**WHAT THE TASK REQUIRES:** Quote the data below word for word, including every line, without changing anything.

**RECORDS TO USE:**
----

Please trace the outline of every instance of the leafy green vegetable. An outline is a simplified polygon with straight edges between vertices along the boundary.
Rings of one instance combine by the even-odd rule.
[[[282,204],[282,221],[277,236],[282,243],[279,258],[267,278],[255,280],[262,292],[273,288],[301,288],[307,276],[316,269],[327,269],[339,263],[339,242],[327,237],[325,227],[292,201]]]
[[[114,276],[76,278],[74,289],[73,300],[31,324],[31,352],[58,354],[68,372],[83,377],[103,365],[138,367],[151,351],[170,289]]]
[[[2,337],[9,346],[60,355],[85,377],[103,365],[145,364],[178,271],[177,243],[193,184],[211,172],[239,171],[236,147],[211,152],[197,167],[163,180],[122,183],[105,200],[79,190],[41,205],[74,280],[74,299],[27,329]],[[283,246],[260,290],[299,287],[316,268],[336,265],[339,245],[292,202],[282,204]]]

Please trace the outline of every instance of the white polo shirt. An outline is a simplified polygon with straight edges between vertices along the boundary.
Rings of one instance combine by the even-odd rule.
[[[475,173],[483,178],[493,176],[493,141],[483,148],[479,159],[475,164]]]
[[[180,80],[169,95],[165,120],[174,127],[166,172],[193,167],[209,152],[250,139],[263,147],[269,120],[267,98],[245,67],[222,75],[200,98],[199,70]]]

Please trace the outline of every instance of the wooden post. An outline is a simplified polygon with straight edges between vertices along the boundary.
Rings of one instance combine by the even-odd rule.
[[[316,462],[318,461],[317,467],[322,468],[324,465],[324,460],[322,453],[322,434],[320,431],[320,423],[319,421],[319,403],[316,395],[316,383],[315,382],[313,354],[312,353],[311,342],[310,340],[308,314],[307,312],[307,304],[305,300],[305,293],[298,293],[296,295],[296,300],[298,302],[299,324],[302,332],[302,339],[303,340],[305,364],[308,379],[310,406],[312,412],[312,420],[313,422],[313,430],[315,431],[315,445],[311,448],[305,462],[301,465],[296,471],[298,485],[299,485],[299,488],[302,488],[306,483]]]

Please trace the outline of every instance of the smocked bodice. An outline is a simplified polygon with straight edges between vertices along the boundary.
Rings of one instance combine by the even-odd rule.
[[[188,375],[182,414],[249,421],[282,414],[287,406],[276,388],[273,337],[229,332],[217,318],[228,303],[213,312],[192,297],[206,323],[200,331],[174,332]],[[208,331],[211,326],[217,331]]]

----

**RESULT OF THIS EXERCISE:**
Please trace the outline of every instance of the leafy green vegetable. An outline is a simplified polygon with straight edges between vertices along the boundary.
Rings of one instance combine by the even-odd rule.
[[[282,204],[282,221],[277,236],[282,243],[279,258],[267,278],[255,280],[262,292],[273,288],[301,288],[307,276],[316,269],[327,269],[339,263],[339,242],[327,237],[325,227],[292,201]]]
[[[114,276],[76,278],[74,289],[73,300],[31,324],[31,352],[58,354],[68,372],[83,377],[103,365],[138,367],[151,351],[170,289]]]
[[[2,337],[9,346],[60,355],[85,377],[103,365],[145,364],[178,271],[177,243],[193,184],[211,172],[239,171],[236,147],[211,152],[197,167],[163,180],[122,183],[105,200],[79,190],[41,205],[74,280],[74,299],[27,329]],[[283,246],[260,290],[299,287],[316,268],[336,265],[339,245],[292,202],[282,204]]]

Please trace the outline of every instance of the white polo shirt. An outline is a simplified polygon with straight edges between vertices along the boundary.
Rings of one instance combine by the even-odd rule.
[[[475,173],[483,178],[493,176],[493,141],[483,148],[479,159],[475,164]]]
[[[180,80],[169,95],[165,120],[174,127],[166,172],[193,167],[209,152],[250,139],[263,147],[269,120],[267,98],[245,67],[222,75],[200,98],[199,70]]]

Please trace the outline of every instance of the wooden post. An outline is a simplified polygon with straight edges between vertices along the boundary.
Rings of one instance combine by the even-odd rule.
[[[316,462],[318,461],[317,467],[322,468],[324,465],[324,460],[322,453],[322,434],[320,431],[320,423],[319,421],[319,403],[316,395],[316,383],[315,382],[313,354],[312,353],[311,342],[310,340],[308,314],[307,312],[307,304],[305,300],[305,293],[298,293],[296,295],[296,300],[298,302],[299,324],[302,332],[302,339],[303,340],[305,364],[308,379],[310,406],[312,412],[312,420],[313,422],[313,430],[315,431],[315,445],[311,448],[305,462],[301,465],[296,471],[298,485],[299,485],[299,488],[302,488],[306,483]]]

Please trace the outline of every instance of the smocked bodice. An outline is a simplified polygon with straight edges between vertices along the boundary.
Rings of one instance combine by the even-odd rule.
[[[188,375],[182,414],[249,421],[282,414],[287,406],[276,388],[273,337],[229,332],[217,318],[228,303],[213,312],[192,297],[206,323],[200,331],[174,332]],[[208,331],[211,326],[217,331]]]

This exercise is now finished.